(Point localization data)

<<<<

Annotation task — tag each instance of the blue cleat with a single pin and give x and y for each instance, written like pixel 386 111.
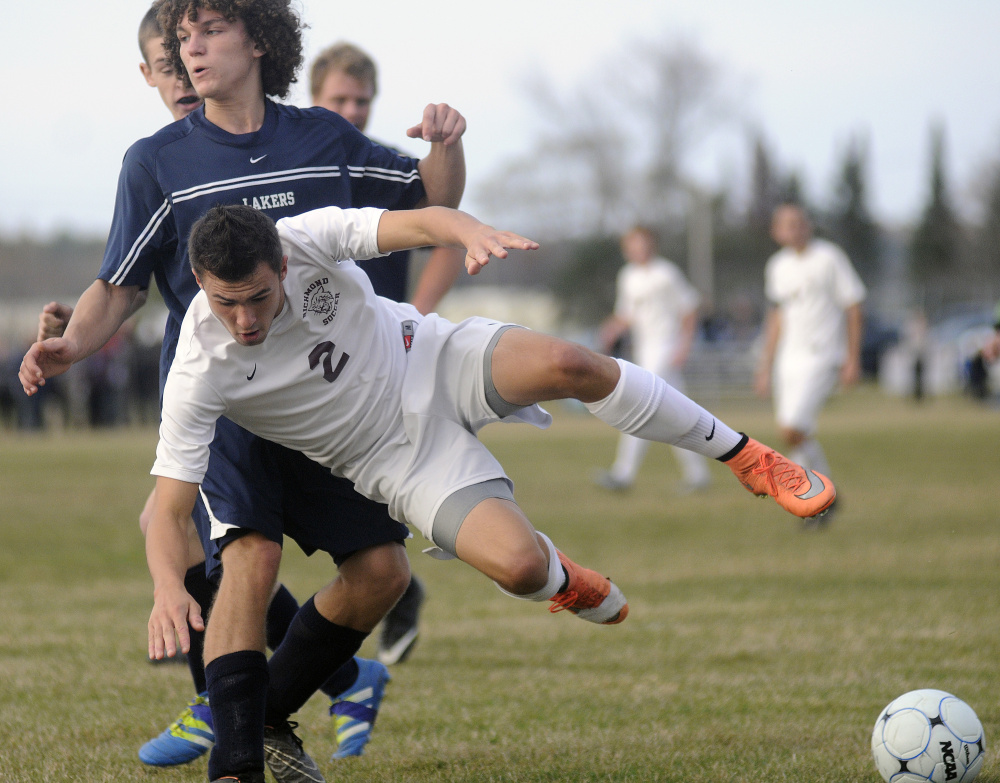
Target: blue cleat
pixel 184 740
pixel 357 708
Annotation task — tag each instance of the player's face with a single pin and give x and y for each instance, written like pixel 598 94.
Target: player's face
pixel 637 247
pixel 348 97
pixel 180 99
pixel 791 228
pixel 248 307
pixel 219 56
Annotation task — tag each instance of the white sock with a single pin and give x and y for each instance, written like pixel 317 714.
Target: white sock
pixel 645 405
pixel 556 576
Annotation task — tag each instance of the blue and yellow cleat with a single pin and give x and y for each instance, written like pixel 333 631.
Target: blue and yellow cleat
pixel 184 740
pixel 356 709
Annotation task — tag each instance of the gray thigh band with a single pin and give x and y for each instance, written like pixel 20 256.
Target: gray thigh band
pixel 498 404
pixel 458 504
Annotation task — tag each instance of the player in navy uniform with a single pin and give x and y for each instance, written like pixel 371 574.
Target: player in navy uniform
pixel 243 148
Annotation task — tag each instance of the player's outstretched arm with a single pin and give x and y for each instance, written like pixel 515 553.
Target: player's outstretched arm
pixel 167 558
pixel 444 227
pixel 100 312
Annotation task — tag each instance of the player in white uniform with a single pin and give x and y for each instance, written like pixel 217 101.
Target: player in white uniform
pixel 288 339
pixel 292 344
pixel 659 307
pixel 812 337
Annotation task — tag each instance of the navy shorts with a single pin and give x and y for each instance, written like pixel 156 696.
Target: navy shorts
pixel 255 485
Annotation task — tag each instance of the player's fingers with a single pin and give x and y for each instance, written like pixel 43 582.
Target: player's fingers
pixel 156 645
pixel 430 125
pixel 195 620
pixel 452 128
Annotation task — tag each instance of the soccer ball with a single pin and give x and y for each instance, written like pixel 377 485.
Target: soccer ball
pixel 928 735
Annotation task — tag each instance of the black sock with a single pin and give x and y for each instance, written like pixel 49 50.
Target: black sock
pixel 202 591
pixel 280 613
pixel 237 692
pixel 313 649
pixel 341 680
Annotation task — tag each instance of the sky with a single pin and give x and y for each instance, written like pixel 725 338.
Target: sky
pixel 812 75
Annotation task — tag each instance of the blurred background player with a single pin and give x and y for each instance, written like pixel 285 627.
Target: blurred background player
pixel 344 79
pixel 659 308
pixel 357 689
pixel 812 334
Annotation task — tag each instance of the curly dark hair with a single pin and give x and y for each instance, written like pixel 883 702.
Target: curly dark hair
pixel 271 24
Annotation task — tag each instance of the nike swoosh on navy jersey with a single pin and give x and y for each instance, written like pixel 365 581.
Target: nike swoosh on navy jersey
pixel 816 486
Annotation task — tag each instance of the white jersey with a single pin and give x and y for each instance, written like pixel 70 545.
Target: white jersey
pixel 334 379
pixel 813 289
pixel 331 343
pixel 654 298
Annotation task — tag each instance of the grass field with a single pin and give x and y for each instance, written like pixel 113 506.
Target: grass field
pixel 754 651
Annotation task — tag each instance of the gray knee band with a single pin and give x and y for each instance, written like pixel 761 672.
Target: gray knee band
pixel 456 508
pixel 498 404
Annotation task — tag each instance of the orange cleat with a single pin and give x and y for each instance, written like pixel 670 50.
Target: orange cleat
pixel 589 595
pixel 765 472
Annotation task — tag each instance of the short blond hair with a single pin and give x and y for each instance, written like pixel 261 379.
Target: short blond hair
pixel 345 58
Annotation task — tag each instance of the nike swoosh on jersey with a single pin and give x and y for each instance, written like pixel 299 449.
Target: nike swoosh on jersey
pixel 816 486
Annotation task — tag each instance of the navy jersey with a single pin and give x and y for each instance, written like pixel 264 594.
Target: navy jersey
pixel 390 275
pixel 299 160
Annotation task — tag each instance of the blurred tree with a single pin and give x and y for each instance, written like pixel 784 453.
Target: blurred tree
pixel 585 286
pixel 849 222
pixel 988 244
pixel 935 244
pixel 616 150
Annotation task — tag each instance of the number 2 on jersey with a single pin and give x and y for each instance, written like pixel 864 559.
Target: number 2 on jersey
pixel 325 351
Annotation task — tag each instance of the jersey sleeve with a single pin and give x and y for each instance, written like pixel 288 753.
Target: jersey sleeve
pixel 848 288
pixel 142 232
pixel 686 296
pixel 187 425
pixel 380 176
pixel 332 234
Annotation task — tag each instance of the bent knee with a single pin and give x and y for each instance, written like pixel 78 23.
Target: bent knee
pixel 524 574
pixel 254 555
pixel 571 365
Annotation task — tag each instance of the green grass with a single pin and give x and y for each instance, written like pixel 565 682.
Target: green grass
pixel 754 651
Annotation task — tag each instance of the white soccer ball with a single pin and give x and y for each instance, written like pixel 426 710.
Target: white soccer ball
pixel 928 735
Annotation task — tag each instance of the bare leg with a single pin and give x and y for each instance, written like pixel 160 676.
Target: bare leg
pixel 499 541
pixel 250 569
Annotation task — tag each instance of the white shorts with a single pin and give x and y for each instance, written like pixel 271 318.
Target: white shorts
pixel 801 387
pixel 444 405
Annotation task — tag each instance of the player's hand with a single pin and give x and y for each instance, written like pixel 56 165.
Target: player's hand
pixel 991 351
pixel 487 241
pixel 43 360
pixel 173 611
pixel 850 372
pixel 52 320
pixel 762 382
pixel 440 123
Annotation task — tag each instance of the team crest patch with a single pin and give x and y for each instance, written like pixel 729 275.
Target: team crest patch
pixel 408 327
pixel 317 298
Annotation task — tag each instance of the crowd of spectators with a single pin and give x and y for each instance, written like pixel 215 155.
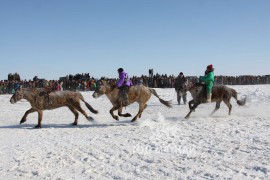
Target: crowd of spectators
pixel 84 82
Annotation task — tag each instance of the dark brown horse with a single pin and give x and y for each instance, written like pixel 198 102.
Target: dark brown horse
pixel 139 94
pixel 39 102
pixel 219 93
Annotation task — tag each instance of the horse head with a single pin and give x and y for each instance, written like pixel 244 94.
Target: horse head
pixel 18 95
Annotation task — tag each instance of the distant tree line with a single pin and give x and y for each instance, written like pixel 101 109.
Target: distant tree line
pixel 84 82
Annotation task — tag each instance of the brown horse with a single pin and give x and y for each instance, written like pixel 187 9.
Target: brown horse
pixel 57 99
pixel 219 93
pixel 139 94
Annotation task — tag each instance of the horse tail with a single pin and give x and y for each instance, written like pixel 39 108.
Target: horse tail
pixel 241 102
pixel 166 103
pixel 87 104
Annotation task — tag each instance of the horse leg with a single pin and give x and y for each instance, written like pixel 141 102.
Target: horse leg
pixel 26 114
pixel 40 116
pixel 216 108
pixel 141 108
pixel 79 108
pixel 191 110
pixel 76 114
pixel 123 115
pixel 190 103
pixel 113 109
pixel 227 102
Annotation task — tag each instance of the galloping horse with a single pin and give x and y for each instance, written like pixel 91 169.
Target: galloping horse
pixel 57 99
pixel 219 93
pixel 139 94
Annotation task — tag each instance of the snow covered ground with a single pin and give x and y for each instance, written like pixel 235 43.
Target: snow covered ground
pixel 160 145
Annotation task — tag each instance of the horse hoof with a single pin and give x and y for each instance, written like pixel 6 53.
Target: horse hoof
pixel 38 126
pixel 22 121
pixel 74 124
pixel 129 115
pixel 90 118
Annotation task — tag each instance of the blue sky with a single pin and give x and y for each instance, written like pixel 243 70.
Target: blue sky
pixel 53 38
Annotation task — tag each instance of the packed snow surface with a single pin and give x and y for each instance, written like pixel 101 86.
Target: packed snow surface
pixel 162 144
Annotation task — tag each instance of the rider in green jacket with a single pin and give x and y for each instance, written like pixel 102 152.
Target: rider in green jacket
pixel 209 78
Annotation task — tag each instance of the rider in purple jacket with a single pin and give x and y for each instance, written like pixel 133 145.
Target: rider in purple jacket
pixel 123 83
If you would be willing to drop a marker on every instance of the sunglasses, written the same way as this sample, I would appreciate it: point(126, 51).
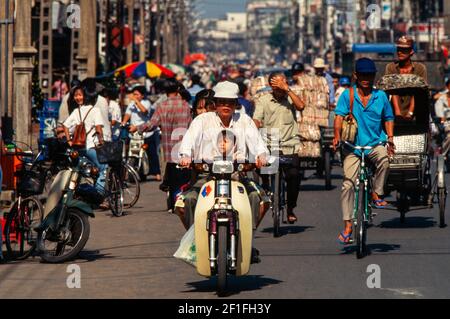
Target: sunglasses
point(404, 50)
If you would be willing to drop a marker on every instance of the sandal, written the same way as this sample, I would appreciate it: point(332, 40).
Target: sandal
point(292, 218)
point(345, 238)
point(377, 203)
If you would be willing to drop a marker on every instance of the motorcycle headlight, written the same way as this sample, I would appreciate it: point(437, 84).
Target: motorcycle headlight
point(89, 170)
point(223, 167)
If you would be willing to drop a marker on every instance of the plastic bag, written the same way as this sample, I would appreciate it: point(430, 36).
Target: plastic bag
point(187, 252)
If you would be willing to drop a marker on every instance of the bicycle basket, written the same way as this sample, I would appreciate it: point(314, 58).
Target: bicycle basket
point(109, 152)
point(30, 182)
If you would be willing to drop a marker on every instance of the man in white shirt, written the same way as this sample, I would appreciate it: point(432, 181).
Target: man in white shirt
point(200, 142)
point(139, 112)
point(115, 113)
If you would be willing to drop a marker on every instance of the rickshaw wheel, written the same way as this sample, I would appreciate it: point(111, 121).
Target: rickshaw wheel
point(442, 196)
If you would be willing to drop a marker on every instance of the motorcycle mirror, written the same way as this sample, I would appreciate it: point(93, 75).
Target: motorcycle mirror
point(74, 155)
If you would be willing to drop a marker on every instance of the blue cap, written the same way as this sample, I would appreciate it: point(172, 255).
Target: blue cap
point(344, 81)
point(365, 65)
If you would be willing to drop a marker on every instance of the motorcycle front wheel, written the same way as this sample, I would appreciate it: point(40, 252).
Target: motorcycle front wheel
point(222, 260)
point(65, 243)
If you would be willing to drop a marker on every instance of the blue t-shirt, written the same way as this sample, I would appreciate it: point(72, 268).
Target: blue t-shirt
point(370, 119)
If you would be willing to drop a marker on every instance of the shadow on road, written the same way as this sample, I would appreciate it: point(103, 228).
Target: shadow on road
point(235, 284)
point(285, 230)
point(313, 188)
point(377, 248)
point(410, 222)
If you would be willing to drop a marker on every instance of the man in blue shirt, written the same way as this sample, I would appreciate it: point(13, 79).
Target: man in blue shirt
point(372, 111)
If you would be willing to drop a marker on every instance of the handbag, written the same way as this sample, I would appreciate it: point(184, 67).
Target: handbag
point(79, 134)
point(349, 125)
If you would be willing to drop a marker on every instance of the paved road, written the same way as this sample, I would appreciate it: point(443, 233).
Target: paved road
point(131, 257)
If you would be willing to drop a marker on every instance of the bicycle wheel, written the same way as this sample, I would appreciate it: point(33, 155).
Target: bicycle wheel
point(276, 206)
point(442, 196)
point(115, 193)
point(20, 237)
point(361, 223)
point(130, 186)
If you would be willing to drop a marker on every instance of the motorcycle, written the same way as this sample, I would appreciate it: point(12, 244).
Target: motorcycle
point(137, 155)
point(223, 223)
point(65, 229)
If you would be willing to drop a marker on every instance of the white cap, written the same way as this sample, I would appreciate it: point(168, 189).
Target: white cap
point(319, 63)
point(226, 90)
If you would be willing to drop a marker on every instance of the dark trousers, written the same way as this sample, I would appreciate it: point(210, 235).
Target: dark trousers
point(152, 153)
point(291, 174)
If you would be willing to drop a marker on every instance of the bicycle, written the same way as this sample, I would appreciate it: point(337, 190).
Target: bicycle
point(118, 178)
point(27, 211)
point(362, 211)
point(278, 186)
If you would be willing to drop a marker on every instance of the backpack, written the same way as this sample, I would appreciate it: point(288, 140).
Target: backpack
point(79, 134)
point(349, 125)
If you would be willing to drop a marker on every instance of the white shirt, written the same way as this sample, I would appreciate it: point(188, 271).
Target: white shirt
point(442, 108)
point(137, 117)
point(200, 140)
point(115, 114)
point(102, 105)
point(93, 119)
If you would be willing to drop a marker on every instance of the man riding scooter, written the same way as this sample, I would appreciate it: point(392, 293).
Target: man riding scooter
point(200, 144)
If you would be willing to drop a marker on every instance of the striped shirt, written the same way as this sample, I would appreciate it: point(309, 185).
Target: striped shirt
point(173, 116)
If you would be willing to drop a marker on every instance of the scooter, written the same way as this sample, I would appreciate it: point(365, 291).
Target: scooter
point(65, 229)
point(137, 155)
point(223, 223)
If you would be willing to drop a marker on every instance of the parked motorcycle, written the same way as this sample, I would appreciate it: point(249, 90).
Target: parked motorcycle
point(137, 155)
point(65, 228)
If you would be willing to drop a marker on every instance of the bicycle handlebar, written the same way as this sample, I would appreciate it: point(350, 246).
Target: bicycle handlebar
point(365, 148)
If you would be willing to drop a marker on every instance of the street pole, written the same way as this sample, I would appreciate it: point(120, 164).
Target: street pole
point(158, 31)
point(300, 27)
point(130, 5)
point(23, 71)
point(6, 38)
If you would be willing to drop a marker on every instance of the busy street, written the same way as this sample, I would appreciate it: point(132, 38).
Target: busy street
point(192, 149)
point(132, 257)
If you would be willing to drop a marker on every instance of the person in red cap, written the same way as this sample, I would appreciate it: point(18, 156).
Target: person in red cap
point(404, 106)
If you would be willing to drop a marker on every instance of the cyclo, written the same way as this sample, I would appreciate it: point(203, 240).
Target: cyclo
point(410, 168)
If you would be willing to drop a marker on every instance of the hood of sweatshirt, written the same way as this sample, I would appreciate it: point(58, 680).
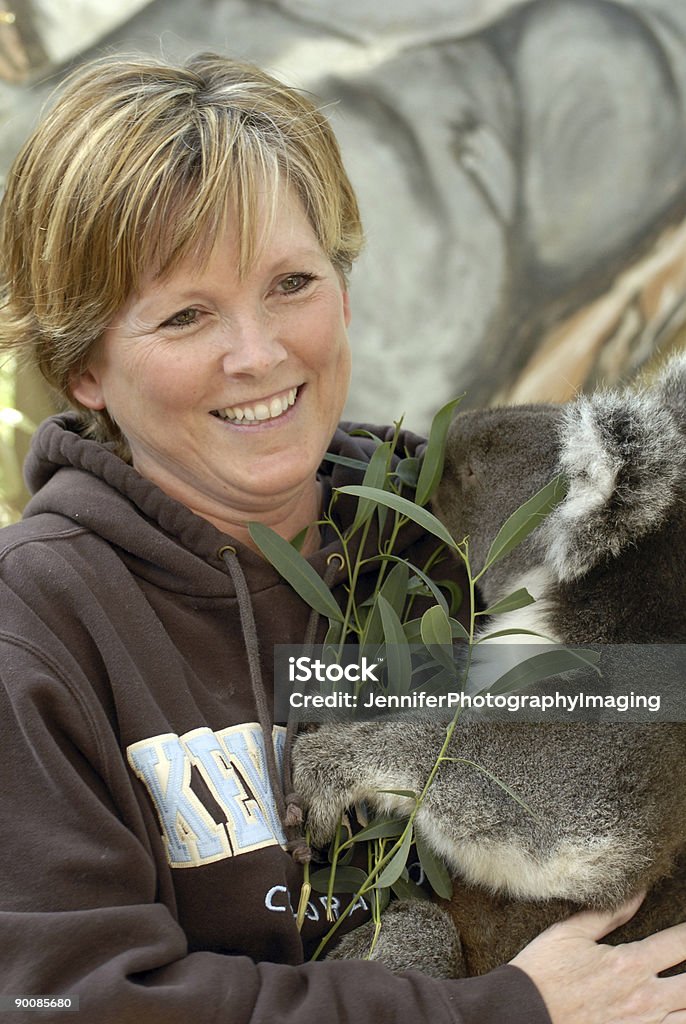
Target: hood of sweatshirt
point(172, 547)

>>>>

_REQUIRED WORK_
Give again, word for word, only the lines that run from the top of the data above through the line with "Annotation task — tag each instance of the gray thigh". Drop the pictures.

_RESULT FOR THIS TASK_
Annotation task — tag each instance of the blue cleat with a single pin and give x and y for each instance, written like pixel 386 111.
Target: blue cleat
pixel 184 740
pixel 357 708
Annotation task — tag each instance of the player's face with a single pin and give x and y for each instance, written like pixel 598 94.
Target: player's face
pixel 637 247
pixel 348 97
pixel 180 99
pixel 791 228
pixel 248 307
pixel 219 56
Annotation task — tag each instance of the white sock with a single pin and give x and y for each instance, written like pixel 317 714.
Target: white sock
pixel 645 405
pixel 556 576
Annotation task — tag each instance of the blue and yellow cleat with a single pin and give x and y for each instance, written like pixel 333 631.
Target: blue and yellow cleat
pixel 184 740
pixel 356 709
Annotation task — tag each instance of the gray thigh band with a single pin and give x and y for each instance, written like pixel 20 256.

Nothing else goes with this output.